SELECTED EXCERPT:
☆ ☆ ☆ ☆ ☆ ☆ ☆
Talking microservices with the man who made Netflix’s cloud famous

Adrian Cockcroft is currently a technology fellow at venture capital firm Battery Ventures, but he is best known for his stint as cloud architect at Netflix. He was the company’s public face as it grew into one of the world’s foremost users of cloud computing and microservices, and developers of open source technology. He also speaks at a lot of conferences.

In this edited interview, Cockcroft discusses his path to Netflix, the lessons he has learned about scalability over the years, and why microservices are arguably more about business concerns than about architectural best practices.

SCALE: Can you give a recap of your career? I think most people know you from Netflix, and now with Battery Ventures, but you were with Sun Microsystems in the early days.

ADRIAN COCKCROFT: The foundation is I grew up in the U.K. playing around with computers in high school in the 1970s when that was a very rare thing. I decided to go and learn something to do with computers rather than do computing directly, so I did physics and electronics at university. The first job I had was an engineering R&D company where we basically built all kinds of embedded systems, and eventually was one of the first customers of Sun in the U.K.

After about three years of that, Sun opened an office across the street, and I persuaded them to hire me as a field systems engineer. I went from being scraggly looking, T-shirt-and-jeans developer, age 20-something, to having to wear a suit everyday and drive around with sales reps and try to persuade other people to buy computers. A little bit of a culture shock. I did that for five or six years.
☆ ☆ ☆ ☆ ☆ ☆ ☆
EXERCISE: Summarize the interview excerpt in two sentences.
☆ ☆ ☆ ☆ ☆ ☆ ☆
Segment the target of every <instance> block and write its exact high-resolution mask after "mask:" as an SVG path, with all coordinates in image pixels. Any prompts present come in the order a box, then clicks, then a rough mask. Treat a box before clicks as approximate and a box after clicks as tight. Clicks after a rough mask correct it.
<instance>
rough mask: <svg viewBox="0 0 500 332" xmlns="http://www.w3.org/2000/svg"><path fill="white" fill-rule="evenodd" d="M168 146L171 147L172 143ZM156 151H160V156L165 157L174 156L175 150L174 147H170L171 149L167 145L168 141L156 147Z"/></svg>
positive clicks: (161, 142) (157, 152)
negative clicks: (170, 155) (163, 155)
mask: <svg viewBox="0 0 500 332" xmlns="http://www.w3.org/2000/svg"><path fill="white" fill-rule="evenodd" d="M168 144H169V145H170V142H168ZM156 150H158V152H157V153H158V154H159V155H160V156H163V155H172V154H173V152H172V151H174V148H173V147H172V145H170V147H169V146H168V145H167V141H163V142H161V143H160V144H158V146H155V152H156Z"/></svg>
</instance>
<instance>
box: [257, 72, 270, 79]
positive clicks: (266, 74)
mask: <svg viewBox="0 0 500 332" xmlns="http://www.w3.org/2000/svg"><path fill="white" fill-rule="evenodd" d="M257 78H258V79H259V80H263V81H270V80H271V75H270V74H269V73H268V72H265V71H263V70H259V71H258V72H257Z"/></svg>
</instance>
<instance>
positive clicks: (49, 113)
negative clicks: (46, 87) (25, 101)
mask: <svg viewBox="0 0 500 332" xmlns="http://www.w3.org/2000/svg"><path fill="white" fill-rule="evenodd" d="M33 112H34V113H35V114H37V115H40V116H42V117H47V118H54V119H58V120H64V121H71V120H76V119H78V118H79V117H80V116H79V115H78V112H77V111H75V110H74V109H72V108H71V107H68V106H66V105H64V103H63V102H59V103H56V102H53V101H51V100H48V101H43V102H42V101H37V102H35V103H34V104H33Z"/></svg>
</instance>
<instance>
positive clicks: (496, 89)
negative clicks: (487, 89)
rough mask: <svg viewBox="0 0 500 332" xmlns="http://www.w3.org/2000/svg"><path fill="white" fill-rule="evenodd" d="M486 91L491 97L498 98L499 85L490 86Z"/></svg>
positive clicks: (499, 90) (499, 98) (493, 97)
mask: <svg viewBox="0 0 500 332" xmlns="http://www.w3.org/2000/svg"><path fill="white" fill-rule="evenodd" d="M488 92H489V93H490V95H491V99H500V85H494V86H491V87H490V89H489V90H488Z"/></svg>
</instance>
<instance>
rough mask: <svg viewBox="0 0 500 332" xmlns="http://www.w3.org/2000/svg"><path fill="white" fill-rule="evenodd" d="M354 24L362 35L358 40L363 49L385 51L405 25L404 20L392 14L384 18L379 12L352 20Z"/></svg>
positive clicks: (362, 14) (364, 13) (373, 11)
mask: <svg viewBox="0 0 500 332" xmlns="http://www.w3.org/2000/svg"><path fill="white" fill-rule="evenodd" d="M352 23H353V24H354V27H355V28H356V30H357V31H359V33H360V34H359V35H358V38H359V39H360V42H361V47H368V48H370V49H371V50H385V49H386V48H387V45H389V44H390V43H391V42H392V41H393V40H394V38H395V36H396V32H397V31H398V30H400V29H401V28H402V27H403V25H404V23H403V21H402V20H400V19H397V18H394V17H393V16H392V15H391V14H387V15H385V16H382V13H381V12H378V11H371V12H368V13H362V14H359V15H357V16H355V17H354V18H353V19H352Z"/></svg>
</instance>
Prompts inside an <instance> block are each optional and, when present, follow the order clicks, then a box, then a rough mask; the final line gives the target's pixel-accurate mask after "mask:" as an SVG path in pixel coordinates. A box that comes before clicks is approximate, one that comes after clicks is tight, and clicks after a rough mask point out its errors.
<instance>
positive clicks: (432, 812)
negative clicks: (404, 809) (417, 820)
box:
☆ ☆ ☆ ☆ ☆ ☆ ☆
ANSWER FOR THIS EXERCISE: Adrian Cockcroft, now a technology fellow at Battery Ventures, is best known as Netflix's cloud architect and its public face as it grew into one of the world's foremost users of cloud computing and microservices. He grew up in the U.K. with computers and studied physics and electronics, then worked at an engineering R&D company that was an early Sun customer, until Sun hired him as a field systems engineer, a job he held for five or six years.